Document text:
□ □ □
Someone wants your attention.
Will you go there?

Years ago my friend Chris Rosenau and I were sitting sheltered from the New Mexico sun while he told me of a vision he had received.   He wanted to create a deck of Tarot cards because the creatures of Faerie had come to him asking for “a way to communicate with the people.”  Would I consider creating the illustrations for the 22 Major Arcana cards?

Of course Yes.  But how? My history with shamanic experiences in the other realms had taught me one doesn’t just go barging in demanding an audience and permission to do whatever.  So how to meet the inhabitants of Faerie?

Chris sent me the names of 22 faeries, plus an list of correspondences to each that included animals or birds, plants  and minerals. His only other direct instruction was that the cards were to be triangular in format, with each corner occupied by one of these corresponding entities.  I remembered that while teaching art at the Nova Scotia College of Art and Design, I had the opportunity to attend a workshop in the creation of Japanese Noh masks. The process of making a mask blindfolded, of being directed by feel and intuition in the shape of features and placement of details, caught my attention. Could I meet the faeries in a place of seeing without sight, of knowing without thought?
□ □ □
To be done: Transcribe the passage above about the faerie Tarot deck from "Years ago my" to "inhabitants of Faerie?".

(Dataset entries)
□ □ □
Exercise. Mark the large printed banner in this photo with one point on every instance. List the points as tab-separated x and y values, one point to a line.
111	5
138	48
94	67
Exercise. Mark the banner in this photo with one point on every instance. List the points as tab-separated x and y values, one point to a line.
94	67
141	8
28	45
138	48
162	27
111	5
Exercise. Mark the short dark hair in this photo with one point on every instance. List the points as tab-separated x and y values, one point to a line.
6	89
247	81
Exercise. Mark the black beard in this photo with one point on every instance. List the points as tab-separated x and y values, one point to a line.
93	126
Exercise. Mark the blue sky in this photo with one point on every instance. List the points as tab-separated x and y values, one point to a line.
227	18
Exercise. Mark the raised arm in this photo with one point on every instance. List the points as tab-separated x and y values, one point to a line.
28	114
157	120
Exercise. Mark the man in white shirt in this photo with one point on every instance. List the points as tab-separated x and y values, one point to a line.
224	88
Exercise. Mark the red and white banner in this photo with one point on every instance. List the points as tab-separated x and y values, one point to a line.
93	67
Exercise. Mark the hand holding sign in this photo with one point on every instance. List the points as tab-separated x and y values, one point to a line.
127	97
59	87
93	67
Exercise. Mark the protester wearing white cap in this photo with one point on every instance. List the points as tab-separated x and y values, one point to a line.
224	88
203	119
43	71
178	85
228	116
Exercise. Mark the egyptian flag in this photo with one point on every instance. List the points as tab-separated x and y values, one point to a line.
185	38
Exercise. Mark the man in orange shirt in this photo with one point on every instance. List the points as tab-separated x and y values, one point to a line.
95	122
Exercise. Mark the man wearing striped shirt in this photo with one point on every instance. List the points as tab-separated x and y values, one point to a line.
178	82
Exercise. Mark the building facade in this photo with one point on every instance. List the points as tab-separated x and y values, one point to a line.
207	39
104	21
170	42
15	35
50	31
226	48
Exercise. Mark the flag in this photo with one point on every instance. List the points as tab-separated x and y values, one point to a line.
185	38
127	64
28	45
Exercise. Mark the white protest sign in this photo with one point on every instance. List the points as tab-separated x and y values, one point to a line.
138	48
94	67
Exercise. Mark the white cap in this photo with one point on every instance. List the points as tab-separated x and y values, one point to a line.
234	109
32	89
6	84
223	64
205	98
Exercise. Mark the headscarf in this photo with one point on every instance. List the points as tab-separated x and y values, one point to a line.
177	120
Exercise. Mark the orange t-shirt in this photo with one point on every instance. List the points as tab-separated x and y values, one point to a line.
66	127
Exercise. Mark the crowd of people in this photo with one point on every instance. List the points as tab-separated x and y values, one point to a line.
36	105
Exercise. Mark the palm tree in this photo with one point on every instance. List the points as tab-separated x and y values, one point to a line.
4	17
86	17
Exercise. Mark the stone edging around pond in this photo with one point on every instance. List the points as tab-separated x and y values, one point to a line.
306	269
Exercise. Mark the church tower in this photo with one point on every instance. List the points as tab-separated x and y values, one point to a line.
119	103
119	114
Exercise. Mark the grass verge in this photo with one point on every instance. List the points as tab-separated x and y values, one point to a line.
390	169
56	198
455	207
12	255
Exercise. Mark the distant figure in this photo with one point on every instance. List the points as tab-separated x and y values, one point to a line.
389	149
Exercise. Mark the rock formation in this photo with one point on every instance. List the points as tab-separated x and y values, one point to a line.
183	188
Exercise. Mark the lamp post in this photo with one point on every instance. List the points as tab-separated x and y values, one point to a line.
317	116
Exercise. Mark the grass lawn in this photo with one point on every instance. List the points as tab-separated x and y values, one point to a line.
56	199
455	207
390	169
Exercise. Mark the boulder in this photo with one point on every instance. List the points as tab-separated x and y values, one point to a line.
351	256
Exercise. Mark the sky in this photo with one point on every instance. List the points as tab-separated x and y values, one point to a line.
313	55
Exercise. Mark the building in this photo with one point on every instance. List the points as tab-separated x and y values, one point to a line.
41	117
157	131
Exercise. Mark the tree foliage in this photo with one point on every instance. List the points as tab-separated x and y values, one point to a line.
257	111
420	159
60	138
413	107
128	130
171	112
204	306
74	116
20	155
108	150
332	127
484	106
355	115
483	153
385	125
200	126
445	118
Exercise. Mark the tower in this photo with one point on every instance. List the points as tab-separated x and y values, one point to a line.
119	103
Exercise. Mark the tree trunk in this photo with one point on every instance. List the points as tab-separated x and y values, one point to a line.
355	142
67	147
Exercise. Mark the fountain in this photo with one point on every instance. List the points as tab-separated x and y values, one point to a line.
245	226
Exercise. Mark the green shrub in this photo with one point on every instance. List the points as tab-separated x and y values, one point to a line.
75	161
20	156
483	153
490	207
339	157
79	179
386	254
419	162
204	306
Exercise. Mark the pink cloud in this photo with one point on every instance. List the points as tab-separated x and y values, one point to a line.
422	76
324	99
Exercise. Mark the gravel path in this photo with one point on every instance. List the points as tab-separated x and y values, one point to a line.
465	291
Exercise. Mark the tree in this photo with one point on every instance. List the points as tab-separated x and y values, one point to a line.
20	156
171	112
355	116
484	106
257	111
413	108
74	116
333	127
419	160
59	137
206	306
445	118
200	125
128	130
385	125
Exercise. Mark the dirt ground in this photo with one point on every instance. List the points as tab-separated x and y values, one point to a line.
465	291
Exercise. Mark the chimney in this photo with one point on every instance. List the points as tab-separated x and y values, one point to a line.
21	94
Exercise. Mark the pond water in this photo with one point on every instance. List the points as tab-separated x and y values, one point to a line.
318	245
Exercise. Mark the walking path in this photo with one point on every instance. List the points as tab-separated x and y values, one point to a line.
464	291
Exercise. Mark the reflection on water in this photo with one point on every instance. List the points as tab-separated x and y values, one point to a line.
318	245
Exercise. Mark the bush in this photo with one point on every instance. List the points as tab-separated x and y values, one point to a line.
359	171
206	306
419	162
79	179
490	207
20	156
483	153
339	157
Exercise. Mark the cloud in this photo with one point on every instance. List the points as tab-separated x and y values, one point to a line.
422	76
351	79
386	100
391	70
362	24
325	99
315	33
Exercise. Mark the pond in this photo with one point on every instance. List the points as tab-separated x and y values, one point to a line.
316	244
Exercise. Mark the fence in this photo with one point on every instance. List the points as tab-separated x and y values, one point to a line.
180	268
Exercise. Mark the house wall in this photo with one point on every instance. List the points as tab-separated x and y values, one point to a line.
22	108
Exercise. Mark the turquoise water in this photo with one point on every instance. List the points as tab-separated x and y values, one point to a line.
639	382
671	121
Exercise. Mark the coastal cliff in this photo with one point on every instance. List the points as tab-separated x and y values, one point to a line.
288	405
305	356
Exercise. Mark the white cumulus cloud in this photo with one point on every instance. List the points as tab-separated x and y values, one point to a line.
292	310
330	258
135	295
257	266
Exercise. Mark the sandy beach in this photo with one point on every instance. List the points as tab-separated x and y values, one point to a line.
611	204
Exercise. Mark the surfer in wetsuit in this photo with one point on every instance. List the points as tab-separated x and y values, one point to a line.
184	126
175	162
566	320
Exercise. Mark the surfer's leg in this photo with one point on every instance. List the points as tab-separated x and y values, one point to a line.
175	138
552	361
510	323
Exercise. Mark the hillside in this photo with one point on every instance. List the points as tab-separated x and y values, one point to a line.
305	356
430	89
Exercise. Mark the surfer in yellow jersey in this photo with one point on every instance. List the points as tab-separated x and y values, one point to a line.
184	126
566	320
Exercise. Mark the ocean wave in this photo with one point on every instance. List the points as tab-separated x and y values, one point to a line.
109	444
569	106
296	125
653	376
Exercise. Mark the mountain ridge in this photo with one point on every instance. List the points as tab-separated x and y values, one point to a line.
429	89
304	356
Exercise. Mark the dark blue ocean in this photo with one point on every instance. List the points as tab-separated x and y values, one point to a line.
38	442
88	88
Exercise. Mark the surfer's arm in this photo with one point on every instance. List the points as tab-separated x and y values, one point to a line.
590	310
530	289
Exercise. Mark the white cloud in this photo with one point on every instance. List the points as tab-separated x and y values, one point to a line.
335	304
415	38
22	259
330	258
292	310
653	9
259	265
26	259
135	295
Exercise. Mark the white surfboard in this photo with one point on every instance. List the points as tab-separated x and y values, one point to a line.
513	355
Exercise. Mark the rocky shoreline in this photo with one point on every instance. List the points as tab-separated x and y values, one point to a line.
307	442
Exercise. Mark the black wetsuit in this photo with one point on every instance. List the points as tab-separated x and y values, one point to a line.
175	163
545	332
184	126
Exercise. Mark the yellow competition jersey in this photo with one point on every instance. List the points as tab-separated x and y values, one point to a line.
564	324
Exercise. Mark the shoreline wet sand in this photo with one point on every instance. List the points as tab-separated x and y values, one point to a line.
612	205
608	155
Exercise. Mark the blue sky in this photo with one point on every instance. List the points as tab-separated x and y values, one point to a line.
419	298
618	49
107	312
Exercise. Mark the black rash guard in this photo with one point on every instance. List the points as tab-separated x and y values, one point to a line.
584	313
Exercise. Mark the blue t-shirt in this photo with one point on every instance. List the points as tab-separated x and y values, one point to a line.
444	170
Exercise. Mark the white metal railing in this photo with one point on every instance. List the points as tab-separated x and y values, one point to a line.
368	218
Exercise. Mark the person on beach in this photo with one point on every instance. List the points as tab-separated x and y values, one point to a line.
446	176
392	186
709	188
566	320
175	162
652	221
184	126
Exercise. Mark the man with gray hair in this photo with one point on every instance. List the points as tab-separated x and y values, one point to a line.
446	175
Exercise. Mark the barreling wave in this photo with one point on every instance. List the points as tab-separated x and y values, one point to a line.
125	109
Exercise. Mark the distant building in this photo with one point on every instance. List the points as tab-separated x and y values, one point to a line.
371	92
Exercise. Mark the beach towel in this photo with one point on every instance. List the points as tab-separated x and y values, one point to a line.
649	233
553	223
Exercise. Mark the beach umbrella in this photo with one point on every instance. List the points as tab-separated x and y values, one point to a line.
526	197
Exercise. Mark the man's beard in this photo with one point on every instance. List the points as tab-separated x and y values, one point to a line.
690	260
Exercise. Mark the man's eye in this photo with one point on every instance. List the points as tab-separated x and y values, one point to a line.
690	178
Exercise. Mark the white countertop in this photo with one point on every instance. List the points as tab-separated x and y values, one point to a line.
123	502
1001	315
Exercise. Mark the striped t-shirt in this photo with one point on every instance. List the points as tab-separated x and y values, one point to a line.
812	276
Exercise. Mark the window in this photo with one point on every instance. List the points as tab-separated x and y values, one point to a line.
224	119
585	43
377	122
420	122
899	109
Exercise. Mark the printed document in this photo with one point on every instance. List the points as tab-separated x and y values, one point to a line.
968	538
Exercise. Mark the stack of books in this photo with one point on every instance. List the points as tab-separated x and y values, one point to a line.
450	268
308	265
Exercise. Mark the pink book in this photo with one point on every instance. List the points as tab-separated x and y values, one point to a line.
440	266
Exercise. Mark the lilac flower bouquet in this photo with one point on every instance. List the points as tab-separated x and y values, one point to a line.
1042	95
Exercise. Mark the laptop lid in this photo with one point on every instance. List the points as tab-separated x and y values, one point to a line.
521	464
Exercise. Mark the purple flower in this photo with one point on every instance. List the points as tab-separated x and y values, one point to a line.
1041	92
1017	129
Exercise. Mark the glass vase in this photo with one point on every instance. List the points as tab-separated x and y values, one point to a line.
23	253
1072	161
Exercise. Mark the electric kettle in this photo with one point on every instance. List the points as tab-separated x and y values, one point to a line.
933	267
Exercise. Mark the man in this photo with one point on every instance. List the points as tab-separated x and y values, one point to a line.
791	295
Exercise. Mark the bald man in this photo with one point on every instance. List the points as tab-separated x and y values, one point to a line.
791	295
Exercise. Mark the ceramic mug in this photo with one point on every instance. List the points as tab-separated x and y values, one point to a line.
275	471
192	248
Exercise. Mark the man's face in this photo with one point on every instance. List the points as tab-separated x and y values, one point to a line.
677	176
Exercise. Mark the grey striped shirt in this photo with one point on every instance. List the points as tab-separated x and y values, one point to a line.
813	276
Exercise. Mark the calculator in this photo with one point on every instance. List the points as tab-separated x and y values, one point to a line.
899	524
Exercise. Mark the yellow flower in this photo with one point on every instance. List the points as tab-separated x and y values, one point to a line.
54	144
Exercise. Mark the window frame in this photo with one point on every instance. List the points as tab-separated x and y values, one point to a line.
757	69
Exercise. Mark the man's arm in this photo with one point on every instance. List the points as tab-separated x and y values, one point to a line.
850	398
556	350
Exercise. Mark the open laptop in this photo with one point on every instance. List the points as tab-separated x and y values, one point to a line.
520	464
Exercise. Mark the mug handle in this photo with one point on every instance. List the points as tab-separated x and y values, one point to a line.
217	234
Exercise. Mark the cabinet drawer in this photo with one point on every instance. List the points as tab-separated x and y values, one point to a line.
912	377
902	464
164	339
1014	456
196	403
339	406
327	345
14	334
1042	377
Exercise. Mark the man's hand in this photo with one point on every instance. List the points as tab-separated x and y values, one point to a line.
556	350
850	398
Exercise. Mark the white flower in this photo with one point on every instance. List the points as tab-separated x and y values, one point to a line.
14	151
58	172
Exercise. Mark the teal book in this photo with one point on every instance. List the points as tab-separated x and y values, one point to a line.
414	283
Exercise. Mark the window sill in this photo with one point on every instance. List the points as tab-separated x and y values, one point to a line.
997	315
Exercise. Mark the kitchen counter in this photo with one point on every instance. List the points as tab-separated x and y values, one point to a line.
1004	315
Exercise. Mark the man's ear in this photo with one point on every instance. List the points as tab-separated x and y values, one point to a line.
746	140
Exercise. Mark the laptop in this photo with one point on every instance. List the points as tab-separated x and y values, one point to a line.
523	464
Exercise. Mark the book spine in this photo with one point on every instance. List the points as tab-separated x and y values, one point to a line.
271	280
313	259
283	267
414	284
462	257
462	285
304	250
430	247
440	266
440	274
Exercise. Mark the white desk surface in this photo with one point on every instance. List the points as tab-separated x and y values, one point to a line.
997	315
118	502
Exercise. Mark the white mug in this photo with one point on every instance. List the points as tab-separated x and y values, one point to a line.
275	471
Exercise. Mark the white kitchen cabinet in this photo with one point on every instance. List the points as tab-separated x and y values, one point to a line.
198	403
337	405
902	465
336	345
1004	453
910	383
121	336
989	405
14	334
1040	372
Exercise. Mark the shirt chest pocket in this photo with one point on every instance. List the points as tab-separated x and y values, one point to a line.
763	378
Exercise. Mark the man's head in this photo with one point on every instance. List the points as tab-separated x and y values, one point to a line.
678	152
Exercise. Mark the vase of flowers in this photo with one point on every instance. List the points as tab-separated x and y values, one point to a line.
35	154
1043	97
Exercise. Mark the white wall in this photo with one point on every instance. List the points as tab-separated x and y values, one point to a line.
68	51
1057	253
□ □ □
Written answer:
Years ago my friend Chris Rosenau and I were sitting sheltered from the New Mexico sun while he told me of a vision he had received.   He wanted to create a deck of Tarot cards because the creatures of Faerie had come to him asking for “a way to communicate with the people.”  Would I consider creating the illustrations for the 22 Major Arcana cards?

Of course Yes.  But how? My history with shamanic experiences in the other realms had taught me one doesn’t just go barging in demanding an audience and permission to do whatever.  So how to meet the inhabitants of Faerie?